3. A girl and her horse

In Morristown National Historical Park, the Wick House commemorates the site where young Temperance Wick famously hid her horse in 1780. New Jersey was suffering a particularly harsh winter in the middle of the American Revolutionary War. The Wick farm shared space with George Washington’s encampment, where the troops were ill-outfitted, poorly fed, and hadn’t been paid in a year. Fed-up soldiers were planning to march on Philadelphia to demand their pay, and they were stealing area horses for the ride.

Wick’s father had just died and her mother was ill. When soldiers attempted to steal her steed, Wick rode home and led the animal into the house, past the kitchen and parlor and into the guest room where she shuttered the windows, put down a featherbed to muffle the hooves and fastened the horse to the wall. Wick reportedly kept the animal in there until New Year’s Day and, as it’s been passed down, the story has taken interesting (and ill-informed) paths. Erroneous reports have stated she saved George Washington, carried a message through British lines, or stashed the pony under the bed.

=====

Things to do:
[a] From the passage about Temperance Wick and her horse, return word for word the part that opens with the words containing "In Morristown National" and closes with "for the ride.".
[b] According to the passage about Temperance Wick and her horse, why were soldiers taking horses from the area? Answer in one to three sentences.
[c] Extend the passage about Temperance Wick and her horse, picking up after its last sentence.

=====

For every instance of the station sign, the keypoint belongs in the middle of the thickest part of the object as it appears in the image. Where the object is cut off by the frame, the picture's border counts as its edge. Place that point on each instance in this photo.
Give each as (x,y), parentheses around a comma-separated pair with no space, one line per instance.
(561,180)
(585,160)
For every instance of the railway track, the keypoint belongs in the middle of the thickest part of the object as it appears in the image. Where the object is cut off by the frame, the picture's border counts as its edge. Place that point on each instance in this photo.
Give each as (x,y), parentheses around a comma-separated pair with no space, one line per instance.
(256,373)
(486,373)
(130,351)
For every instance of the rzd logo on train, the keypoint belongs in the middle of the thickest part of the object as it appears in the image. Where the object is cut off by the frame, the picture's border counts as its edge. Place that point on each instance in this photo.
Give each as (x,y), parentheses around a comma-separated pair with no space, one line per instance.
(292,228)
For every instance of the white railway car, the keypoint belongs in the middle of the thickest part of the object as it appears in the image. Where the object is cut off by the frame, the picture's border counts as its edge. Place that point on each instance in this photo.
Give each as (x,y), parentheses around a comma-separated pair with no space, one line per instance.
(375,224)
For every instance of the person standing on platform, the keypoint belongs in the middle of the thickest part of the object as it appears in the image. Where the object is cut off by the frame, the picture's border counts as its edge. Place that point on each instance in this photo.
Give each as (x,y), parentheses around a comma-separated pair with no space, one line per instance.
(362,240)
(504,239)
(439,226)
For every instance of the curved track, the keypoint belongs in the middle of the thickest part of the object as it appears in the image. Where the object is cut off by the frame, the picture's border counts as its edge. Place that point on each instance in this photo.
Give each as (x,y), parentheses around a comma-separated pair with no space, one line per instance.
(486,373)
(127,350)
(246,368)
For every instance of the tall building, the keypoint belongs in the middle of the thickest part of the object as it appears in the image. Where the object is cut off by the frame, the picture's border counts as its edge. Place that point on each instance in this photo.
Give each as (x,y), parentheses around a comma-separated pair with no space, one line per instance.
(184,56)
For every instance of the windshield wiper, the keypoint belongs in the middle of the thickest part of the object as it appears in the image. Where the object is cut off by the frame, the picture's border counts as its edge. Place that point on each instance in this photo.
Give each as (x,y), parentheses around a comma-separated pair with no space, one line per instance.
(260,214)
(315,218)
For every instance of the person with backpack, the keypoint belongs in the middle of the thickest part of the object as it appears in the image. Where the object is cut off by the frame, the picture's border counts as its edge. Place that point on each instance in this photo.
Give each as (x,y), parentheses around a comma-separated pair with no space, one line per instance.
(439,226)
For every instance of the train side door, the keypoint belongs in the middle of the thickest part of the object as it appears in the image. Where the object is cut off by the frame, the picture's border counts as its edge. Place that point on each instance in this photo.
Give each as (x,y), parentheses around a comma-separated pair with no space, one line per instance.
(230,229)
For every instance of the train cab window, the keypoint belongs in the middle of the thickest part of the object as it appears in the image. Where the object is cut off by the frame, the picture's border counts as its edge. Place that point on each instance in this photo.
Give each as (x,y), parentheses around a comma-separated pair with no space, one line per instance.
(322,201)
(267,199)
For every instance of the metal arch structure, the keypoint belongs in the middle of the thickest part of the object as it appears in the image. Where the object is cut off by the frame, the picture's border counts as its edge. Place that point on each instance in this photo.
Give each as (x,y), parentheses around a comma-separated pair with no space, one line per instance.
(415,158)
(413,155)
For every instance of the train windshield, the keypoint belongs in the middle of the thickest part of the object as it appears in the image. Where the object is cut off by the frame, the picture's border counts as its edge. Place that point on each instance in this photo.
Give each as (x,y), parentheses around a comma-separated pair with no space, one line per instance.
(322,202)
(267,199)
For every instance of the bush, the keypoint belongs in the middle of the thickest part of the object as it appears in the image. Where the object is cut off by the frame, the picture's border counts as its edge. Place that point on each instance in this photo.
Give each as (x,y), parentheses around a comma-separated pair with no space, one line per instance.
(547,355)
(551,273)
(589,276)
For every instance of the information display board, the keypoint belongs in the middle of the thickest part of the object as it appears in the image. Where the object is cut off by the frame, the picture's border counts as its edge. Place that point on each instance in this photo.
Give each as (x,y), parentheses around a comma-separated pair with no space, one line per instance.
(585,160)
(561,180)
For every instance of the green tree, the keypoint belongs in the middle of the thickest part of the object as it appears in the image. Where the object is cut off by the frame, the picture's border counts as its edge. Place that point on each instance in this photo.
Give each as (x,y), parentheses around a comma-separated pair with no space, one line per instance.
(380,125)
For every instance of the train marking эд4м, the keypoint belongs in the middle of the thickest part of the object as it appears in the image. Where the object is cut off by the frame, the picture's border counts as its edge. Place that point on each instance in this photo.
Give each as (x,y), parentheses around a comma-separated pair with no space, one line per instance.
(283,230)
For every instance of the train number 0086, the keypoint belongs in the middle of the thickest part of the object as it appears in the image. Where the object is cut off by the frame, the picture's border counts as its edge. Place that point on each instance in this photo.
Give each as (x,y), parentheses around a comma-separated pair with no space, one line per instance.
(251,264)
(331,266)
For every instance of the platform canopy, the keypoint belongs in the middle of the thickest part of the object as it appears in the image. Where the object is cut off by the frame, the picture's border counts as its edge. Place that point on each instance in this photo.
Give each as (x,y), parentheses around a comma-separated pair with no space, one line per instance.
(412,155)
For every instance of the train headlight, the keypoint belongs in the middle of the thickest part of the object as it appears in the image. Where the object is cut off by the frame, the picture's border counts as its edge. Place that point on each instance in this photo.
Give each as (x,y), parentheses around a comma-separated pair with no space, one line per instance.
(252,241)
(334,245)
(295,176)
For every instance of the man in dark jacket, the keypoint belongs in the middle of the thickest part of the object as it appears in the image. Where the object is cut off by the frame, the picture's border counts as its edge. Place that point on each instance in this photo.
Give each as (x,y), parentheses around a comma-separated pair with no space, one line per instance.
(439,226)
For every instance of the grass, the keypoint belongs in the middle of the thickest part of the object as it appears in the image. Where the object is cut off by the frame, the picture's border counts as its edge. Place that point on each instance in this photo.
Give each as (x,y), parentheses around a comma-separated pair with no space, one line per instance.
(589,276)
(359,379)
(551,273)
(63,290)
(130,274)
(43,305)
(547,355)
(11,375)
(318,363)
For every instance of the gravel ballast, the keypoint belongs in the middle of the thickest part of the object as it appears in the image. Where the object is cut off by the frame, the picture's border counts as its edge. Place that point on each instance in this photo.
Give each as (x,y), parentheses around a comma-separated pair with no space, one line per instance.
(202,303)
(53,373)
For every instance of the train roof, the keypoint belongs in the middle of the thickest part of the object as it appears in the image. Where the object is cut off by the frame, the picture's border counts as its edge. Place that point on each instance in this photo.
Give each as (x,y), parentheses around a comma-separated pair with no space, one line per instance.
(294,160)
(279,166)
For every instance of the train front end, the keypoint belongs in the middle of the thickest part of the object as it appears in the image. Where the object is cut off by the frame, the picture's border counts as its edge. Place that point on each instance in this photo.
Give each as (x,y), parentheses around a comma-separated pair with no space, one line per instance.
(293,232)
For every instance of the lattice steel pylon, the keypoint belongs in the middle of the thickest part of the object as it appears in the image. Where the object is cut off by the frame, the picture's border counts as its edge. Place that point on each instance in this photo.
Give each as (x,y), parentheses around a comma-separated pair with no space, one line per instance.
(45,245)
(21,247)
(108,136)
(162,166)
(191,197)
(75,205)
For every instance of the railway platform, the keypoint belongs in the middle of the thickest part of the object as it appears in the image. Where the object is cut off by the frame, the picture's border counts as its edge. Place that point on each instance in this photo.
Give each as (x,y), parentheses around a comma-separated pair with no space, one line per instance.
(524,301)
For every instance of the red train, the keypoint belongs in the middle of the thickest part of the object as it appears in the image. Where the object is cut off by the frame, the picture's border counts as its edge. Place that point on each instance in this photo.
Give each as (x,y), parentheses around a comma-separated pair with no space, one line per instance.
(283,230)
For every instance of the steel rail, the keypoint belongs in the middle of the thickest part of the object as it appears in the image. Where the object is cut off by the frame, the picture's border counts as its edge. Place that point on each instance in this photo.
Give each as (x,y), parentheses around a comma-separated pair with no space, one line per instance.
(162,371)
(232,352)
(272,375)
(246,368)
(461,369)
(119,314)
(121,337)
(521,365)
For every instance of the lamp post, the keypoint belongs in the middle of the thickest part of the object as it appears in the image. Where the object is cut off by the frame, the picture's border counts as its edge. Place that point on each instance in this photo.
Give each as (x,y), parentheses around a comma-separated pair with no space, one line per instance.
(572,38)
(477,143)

=====

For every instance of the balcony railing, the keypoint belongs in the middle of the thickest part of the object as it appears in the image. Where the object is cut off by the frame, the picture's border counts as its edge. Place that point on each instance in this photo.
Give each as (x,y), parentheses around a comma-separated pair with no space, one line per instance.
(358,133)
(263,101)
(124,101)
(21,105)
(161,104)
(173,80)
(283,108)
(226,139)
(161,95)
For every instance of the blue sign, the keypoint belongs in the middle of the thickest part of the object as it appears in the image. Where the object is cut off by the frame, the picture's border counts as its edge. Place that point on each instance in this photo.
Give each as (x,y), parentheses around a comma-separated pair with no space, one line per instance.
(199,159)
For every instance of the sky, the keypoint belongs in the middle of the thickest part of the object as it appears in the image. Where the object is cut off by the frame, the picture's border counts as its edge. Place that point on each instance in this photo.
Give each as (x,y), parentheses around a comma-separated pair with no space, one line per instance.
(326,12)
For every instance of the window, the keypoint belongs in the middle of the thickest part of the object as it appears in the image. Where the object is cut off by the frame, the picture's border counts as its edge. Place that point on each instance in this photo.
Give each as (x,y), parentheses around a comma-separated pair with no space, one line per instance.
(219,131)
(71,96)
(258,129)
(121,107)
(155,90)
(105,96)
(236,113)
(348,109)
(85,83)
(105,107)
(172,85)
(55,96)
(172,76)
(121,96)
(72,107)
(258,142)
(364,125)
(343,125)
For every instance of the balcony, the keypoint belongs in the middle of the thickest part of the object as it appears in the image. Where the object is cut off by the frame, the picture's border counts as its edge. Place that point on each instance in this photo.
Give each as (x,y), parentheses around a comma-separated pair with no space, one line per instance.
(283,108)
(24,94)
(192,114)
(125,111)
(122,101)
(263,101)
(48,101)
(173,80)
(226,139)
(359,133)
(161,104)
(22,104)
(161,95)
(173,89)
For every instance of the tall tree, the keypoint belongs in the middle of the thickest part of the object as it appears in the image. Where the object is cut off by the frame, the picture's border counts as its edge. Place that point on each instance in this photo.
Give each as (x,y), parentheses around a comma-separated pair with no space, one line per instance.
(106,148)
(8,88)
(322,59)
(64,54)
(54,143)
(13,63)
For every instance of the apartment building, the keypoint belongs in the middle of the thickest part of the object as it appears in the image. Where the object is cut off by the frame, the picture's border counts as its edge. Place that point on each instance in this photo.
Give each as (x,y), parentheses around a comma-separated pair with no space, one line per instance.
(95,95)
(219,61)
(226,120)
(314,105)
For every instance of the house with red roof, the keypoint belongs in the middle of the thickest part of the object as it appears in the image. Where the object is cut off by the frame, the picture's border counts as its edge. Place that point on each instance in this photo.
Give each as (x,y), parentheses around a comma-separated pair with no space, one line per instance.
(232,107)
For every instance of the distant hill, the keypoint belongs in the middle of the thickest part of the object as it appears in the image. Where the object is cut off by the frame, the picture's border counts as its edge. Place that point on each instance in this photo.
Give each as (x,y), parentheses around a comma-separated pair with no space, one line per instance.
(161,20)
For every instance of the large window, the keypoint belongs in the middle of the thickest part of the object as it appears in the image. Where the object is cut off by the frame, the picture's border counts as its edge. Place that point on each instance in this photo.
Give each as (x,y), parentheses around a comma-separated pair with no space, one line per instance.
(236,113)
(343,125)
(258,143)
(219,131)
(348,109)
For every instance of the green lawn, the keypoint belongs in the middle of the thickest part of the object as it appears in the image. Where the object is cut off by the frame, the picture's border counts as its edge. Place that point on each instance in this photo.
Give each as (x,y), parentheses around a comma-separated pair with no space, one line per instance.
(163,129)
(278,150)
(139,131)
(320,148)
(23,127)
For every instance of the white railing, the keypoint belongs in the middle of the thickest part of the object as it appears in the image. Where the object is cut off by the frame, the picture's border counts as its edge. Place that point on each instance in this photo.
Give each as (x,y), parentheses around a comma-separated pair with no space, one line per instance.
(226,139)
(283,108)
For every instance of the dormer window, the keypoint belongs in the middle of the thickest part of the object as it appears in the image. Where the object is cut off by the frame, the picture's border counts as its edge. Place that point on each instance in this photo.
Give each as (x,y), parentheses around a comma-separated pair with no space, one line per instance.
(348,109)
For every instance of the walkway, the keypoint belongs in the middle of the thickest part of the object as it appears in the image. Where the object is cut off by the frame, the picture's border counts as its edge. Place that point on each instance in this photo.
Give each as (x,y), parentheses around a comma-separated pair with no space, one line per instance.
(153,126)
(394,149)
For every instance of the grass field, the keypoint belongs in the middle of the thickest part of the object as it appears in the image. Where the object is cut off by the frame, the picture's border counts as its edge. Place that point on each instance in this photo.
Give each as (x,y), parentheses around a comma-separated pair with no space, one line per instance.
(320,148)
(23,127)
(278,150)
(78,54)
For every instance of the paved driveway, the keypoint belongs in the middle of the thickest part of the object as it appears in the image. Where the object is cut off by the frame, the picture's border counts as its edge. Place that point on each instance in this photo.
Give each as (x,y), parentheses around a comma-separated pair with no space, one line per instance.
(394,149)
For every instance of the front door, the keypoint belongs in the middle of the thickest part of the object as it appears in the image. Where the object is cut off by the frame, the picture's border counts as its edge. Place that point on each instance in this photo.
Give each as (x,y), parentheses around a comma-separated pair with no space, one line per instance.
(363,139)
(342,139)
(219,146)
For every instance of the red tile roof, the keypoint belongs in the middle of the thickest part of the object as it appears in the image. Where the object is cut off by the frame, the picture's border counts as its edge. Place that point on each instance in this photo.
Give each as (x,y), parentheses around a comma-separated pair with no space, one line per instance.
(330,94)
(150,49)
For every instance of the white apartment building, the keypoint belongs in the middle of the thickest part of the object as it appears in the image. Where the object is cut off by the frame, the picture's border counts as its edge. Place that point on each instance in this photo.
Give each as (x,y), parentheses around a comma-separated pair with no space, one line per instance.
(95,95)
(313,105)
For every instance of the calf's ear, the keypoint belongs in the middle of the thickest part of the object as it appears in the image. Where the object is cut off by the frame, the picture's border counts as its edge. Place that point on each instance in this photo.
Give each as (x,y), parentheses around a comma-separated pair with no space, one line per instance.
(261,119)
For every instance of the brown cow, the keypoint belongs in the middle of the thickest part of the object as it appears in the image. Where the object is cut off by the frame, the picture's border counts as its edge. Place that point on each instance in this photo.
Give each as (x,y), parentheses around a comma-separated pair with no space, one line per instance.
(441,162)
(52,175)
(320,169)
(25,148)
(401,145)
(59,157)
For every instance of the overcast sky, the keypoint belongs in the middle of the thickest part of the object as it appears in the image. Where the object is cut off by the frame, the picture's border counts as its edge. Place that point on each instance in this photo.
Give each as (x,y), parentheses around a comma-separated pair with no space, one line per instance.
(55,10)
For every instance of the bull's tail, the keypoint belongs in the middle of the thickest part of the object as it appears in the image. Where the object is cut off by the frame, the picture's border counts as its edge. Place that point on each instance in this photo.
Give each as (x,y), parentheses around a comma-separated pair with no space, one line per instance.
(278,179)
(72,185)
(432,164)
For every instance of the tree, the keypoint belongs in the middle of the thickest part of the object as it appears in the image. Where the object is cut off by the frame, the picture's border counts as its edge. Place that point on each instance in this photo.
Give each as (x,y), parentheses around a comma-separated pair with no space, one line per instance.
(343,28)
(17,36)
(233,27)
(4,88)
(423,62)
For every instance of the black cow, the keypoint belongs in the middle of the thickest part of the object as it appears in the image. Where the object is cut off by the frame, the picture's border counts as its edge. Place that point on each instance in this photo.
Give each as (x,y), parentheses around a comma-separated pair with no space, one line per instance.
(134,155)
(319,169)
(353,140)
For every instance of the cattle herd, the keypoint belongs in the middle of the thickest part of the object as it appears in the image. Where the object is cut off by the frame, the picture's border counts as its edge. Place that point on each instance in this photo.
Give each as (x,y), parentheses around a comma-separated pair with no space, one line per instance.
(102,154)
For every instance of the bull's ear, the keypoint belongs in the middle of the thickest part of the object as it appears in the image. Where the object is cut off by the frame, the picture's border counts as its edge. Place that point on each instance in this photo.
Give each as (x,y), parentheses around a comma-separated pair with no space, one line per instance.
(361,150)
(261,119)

=====

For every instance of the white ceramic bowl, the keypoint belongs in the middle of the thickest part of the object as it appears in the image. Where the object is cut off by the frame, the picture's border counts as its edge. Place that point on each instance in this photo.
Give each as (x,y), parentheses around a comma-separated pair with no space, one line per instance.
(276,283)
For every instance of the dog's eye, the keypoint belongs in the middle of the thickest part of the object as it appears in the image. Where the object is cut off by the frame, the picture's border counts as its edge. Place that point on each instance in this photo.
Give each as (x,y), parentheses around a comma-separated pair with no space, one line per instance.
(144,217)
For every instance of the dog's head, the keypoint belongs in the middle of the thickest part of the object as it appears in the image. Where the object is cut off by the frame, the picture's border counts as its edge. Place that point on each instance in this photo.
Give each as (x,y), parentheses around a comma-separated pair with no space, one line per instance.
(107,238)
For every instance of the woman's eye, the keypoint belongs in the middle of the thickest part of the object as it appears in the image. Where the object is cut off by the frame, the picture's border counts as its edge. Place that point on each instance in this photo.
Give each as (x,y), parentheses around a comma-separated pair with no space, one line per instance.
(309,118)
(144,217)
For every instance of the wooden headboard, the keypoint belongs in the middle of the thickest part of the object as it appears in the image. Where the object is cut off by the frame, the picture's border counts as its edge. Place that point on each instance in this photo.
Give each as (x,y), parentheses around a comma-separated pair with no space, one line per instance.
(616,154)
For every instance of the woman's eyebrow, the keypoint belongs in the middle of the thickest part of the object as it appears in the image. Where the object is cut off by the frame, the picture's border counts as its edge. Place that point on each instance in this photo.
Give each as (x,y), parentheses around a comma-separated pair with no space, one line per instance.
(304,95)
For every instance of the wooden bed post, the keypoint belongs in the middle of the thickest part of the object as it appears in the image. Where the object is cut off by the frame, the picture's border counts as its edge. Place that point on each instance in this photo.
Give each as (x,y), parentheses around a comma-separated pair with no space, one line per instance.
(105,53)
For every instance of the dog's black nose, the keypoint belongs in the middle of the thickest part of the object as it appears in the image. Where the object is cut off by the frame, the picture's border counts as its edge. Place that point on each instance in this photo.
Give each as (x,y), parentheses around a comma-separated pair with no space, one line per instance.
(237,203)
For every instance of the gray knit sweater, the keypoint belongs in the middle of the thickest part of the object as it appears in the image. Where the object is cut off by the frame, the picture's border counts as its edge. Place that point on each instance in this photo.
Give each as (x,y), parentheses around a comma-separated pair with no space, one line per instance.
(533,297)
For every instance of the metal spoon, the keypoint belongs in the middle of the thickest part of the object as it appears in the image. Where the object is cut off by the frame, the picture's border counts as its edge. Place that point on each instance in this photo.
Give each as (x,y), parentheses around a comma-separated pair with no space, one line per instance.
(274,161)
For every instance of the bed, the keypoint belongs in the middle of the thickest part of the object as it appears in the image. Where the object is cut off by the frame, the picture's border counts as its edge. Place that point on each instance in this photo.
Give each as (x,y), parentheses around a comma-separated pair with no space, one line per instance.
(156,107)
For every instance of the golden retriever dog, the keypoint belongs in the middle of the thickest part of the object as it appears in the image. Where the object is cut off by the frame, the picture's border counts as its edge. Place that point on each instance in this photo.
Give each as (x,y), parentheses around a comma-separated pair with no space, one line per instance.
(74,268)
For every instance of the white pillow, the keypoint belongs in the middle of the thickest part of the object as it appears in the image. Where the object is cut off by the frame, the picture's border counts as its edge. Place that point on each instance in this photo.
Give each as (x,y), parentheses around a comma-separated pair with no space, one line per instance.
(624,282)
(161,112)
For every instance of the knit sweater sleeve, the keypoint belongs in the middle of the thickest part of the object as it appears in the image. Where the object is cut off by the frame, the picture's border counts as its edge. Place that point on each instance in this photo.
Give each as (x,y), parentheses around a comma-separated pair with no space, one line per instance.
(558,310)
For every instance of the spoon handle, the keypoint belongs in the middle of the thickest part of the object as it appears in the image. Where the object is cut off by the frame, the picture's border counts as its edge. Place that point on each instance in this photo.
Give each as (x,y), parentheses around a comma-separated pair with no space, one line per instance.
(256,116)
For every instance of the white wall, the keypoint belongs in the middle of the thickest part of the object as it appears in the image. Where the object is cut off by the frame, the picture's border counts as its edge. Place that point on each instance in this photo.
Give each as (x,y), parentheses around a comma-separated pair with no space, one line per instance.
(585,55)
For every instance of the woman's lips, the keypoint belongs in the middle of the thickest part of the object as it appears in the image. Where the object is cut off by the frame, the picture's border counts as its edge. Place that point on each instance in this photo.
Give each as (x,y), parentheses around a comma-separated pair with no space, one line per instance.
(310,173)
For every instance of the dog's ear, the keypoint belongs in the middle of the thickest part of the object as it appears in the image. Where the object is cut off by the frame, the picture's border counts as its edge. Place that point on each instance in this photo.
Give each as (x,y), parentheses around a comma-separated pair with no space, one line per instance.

=====

Answers:
[a]
In Morristown National Historical Park, the Wick House commemorates the site where young Temperance Wick famously hid her horse in 1780. New Jersey was suffering a particularly harsh winter in the middle of the American Revolutionary War. The Wick farm shared space with George Washington’s encampment, where the troops were ill-outfitted, poorly fed, and hadn’t been paid in a year. Fed-up soldiers were planning to march on Philadelphia to demand their pay, and they were stealing area horses for the ride.

[b] The soldiers were fed up with being ill-outfitted, poorly fed and unpaid for a year. They planned to march on Philadelphia to demand their pay, and they were taking area horses for the ride.

[c]
4. An epic misfire

At Saratoga National Historical Park, visitors can see a quarter-ton Revolutionary War cannon with a strange, mysterious history. The cannon once fired six-pound balls in the service of British general John Burgoyne’s army, who surrendered it to American colonists after the Battles of Saratoga in 1777. Things stayed relatively quiet with the cannon until around 1961, when it disappeared. To this day, no one knows exactly what happened, but it turned up at the Tuscaloosa Museum of Art in 2009 and was returned to the National Park Service. 

Oddly enough, General Burgoyne has a different bit of cannon myth surrounding him. Reportedly, when Burgoyne realized his imminent defeat, he took the gold coins from the army’s pay chest and had them stuffed into a cannon barrel and buried. According to legend, finding the treasure required a cryptic map that is now lost.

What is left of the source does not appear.